● **Provided text**:
+ + + + + + +
A reranker basically inserts between the regular vector search and you. After the vector search has found the most relevant entries in your database using a nearest-neighbor search (and it does so very quickly!), the reranker then goes more deeply (and slowly) into the candidates and determines which ones are actually relevant, re-ordering them.
And that’s basically it! The basic use case is extremely simple. All the magic lie in the algorithms and math. As such, it was a bit scary for me to approach. Despite being comfortable with deep technical topics of all shapes and sizes, inherently mathematical problems still scare me.
Let’s approach the problem top-down then, notebook-style, and see where we end up.
I wrote a whole bunch of code to understand this problem, but I’ll try to distill it for you. Still, this is more code than I would usually share, and I also published it in a repository you can browse on your own time. I will abbreviate some code, like the data loading, and remove most type annotations in the snippets. In the repository you will find the entirety of the code including scaffolding for testing it.
I’m writing this blog post in Glamorous Toolkit, so I will set the scene by installing the requirements, GT-style. You can also add them via pip
or poetry
, of course.
PBApplication uniqueInstance installModule: 'sentence-transformers==3.0.1'; installModule: 'numpy==2.0.0'
Now that we’ve got this out of the way, let’s think about a data model. In this example, we’ll look at documents that have a bit of meta-information. This is not strictly necessary, but will help us with our reranking demo, and mimics a lot of real-world applications.
# let’s import everything here from dataclasses import dataclass import numpy as np # our main data type @dataclass class Row: id: str title: str summary: str body: str url: str = "" def _doc_text(self, max_=2000): return f"""title: {self.title} summary: {self.summary} body: {self.body[:max_]}""" def load_rows(root): # ... here we load the documents rows = [] return rows # configure your content root here: ROOT_DIR = "/Users/veitheller/AllMyImportantDocs/" rows = load_rows(ROOT_DIR)
The code above loads all the rows (well, it would anyway). Once we have the data the real fun begins.
We are now ready to define the retriever. It holds a bit of weird math, bear with me. The good news is you really don’t need to understand the retriever to understand the reranker, but I didn’t want to abridge it completely.
+ + + + + + +
● **Description of the task**:
Answer these questions from the passage on rerankers.
1. Between which two things does a reranker insert itself?
2. In what tool is the blog post being written?
3. Which version of numpy does the install line specify?
None of the rows are needed.
+ + + + + + +
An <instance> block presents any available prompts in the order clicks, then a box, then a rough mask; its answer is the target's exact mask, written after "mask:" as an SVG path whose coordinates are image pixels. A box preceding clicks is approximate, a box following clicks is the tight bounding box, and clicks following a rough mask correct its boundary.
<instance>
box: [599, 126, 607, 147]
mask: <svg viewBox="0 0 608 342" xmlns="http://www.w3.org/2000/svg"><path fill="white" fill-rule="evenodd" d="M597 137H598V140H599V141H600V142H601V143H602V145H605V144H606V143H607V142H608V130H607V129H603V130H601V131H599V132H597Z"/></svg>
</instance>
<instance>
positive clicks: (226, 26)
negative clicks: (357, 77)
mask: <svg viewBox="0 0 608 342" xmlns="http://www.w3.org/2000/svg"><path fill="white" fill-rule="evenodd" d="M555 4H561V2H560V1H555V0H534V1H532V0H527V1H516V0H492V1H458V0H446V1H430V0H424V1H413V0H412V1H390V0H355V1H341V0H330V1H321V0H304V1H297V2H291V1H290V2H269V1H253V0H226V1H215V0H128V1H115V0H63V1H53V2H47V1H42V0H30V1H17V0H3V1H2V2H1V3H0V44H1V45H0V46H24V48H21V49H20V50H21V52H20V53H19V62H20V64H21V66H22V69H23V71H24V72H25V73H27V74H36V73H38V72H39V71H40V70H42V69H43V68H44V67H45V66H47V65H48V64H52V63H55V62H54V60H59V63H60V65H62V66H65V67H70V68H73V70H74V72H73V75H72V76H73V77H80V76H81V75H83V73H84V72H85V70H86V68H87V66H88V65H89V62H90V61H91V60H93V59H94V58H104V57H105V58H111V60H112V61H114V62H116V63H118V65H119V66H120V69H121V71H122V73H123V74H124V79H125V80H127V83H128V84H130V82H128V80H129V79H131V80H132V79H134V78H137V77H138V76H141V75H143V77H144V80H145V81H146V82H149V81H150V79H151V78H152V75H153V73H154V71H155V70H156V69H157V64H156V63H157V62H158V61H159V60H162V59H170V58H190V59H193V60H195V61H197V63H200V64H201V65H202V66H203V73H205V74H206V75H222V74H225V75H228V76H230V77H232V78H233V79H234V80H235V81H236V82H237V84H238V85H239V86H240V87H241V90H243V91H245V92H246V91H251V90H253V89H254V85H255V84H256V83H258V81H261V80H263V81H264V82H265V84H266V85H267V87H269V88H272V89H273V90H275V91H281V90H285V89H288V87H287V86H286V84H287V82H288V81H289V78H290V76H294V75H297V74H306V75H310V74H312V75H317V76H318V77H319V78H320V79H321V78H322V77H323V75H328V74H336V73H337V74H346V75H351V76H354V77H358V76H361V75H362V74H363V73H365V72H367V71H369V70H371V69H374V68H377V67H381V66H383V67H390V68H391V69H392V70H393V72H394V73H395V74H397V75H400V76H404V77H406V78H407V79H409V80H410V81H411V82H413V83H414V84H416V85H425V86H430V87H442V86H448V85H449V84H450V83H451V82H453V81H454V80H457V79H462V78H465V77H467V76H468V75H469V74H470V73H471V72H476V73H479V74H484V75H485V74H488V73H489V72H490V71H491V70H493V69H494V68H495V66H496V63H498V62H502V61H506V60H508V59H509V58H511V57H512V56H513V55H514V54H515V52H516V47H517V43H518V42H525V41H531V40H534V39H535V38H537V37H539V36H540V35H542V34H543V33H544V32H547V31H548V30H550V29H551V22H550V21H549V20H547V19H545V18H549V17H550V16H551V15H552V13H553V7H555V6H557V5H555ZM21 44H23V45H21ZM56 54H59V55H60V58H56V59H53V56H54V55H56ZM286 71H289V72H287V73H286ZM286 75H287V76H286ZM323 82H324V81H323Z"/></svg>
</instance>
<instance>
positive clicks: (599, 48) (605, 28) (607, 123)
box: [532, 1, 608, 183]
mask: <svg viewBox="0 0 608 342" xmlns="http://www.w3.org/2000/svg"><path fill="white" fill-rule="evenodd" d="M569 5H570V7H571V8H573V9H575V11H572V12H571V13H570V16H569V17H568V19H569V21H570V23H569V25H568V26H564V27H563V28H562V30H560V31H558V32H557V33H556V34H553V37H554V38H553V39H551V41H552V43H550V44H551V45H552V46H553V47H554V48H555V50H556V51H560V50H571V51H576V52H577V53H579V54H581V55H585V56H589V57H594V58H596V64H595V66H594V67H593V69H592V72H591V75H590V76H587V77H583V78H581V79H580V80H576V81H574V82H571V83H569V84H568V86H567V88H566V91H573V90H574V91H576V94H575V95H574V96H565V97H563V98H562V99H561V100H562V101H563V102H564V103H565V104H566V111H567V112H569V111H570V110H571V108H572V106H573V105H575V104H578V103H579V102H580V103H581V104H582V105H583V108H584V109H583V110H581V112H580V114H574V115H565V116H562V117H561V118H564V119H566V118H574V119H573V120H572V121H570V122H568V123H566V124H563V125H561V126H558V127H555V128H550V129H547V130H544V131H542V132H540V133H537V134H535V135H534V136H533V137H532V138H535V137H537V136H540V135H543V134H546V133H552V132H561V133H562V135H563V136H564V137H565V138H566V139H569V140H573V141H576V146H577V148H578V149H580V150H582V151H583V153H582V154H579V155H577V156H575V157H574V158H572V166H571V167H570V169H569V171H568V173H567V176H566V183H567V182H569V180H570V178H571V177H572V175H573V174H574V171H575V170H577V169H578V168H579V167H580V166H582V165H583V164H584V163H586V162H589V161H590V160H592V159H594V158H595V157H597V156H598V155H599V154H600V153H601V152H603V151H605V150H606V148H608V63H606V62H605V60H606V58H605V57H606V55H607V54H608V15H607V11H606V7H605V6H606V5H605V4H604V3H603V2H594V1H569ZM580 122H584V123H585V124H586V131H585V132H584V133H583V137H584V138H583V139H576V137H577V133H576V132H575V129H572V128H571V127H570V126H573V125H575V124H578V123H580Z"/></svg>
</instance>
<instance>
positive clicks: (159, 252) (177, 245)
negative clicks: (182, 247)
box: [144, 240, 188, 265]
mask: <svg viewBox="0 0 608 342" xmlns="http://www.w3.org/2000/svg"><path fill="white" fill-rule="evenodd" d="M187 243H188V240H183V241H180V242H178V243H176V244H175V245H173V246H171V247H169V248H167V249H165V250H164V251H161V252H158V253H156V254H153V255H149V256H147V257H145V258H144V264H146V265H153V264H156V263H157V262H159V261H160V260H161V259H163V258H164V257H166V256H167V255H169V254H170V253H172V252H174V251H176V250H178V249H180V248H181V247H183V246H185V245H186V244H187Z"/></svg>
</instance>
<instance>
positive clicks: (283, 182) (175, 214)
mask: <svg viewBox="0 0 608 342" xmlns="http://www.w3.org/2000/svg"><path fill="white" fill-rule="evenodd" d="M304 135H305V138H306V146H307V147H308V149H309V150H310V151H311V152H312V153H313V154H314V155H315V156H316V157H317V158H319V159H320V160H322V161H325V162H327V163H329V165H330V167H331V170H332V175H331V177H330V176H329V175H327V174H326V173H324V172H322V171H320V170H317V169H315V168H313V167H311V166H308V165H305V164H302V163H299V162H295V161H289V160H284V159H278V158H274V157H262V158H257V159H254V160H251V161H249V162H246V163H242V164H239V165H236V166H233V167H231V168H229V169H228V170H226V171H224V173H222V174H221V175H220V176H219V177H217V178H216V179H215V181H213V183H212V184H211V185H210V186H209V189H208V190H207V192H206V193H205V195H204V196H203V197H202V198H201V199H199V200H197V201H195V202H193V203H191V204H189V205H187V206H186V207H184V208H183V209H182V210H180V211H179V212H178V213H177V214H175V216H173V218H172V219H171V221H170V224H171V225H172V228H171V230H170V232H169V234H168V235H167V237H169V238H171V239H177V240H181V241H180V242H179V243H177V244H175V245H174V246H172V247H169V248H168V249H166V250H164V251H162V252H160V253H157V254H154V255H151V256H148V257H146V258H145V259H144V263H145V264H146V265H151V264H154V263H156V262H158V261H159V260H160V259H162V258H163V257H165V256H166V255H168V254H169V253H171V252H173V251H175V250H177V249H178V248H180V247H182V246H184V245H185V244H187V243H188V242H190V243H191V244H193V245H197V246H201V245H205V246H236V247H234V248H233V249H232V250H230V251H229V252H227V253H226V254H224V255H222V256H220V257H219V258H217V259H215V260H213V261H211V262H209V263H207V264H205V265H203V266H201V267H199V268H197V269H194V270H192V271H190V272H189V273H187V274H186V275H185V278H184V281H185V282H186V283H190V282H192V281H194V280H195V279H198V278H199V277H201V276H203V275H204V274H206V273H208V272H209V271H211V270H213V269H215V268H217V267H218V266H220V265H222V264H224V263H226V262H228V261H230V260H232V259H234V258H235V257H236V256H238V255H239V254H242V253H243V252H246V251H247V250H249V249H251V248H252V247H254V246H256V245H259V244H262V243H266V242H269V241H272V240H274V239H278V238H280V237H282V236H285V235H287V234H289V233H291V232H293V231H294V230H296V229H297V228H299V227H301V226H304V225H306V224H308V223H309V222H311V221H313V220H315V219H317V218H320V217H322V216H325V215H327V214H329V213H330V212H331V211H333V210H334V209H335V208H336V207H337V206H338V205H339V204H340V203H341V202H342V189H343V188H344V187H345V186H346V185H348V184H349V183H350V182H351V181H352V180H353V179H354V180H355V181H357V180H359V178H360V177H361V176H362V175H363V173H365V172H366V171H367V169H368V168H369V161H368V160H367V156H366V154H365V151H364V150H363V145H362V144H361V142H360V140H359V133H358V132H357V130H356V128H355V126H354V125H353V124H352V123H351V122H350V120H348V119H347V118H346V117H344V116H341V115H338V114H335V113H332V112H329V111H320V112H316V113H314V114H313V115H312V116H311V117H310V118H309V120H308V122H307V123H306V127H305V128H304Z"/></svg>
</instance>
+ + + + + + +
● **Solution to this problem**:
1. Between the regular vector search and you.
2. Glamorous Toolkit.
3. Version 2.0.0.